Find every line below with the word "rough" in it, and copy each one.
INFORMATION below:
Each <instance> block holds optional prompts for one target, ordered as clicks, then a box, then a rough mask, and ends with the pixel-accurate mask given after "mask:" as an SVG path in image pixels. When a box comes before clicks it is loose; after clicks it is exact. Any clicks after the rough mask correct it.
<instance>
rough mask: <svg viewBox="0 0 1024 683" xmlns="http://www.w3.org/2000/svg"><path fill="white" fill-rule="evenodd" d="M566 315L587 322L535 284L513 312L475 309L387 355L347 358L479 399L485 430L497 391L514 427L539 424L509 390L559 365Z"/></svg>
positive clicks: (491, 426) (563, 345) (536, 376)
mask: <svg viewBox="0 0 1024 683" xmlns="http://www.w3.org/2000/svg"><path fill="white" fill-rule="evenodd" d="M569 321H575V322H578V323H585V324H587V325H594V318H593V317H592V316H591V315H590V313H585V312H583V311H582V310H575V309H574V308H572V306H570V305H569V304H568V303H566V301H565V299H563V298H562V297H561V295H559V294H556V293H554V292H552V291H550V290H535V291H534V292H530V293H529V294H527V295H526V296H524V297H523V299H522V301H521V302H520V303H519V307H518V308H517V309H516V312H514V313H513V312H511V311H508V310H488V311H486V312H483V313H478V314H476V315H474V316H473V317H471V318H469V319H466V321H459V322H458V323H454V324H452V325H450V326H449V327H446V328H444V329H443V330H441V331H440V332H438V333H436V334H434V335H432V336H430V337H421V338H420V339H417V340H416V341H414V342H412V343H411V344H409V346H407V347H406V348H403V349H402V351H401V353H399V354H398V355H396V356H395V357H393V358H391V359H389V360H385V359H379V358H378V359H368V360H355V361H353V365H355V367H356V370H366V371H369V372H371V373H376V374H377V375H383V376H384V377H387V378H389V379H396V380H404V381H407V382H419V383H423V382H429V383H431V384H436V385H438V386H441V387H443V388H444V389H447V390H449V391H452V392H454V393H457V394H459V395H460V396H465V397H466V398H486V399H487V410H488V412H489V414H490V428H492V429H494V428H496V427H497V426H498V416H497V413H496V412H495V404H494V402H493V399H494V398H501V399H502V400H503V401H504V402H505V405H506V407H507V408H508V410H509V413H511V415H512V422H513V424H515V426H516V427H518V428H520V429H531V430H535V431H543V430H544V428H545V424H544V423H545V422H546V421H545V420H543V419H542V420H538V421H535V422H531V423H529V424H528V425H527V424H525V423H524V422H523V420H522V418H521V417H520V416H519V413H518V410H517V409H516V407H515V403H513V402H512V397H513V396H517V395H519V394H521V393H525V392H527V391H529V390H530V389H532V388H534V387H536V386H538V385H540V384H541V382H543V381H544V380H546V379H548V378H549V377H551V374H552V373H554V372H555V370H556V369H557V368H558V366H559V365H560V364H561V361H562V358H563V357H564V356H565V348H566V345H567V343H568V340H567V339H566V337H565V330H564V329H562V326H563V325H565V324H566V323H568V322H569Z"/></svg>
End of INFORMATION.
| OUTPUT BELOW |
Each <instance> block holds optional prompts for one target, ordered as clicks, then a box, then a rough mask, and ends with the pixel-accurate mask given after "mask:" as an SVG path in image pixels. When a box comes before clicks it is loose; after clicks it is exact. Any clicks after the rough mask correct it.
rough mask: <svg viewBox="0 0 1024 683" xmlns="http://www.w3.org/2000/svg"><path fill="white" fill-rule="evenodd" d="M566 315L587 322L535 284L513 312L475 309L387 355L347 358L479 399L485 430L497 391L514 427L539 424L509 390L559 365Z"/></svg>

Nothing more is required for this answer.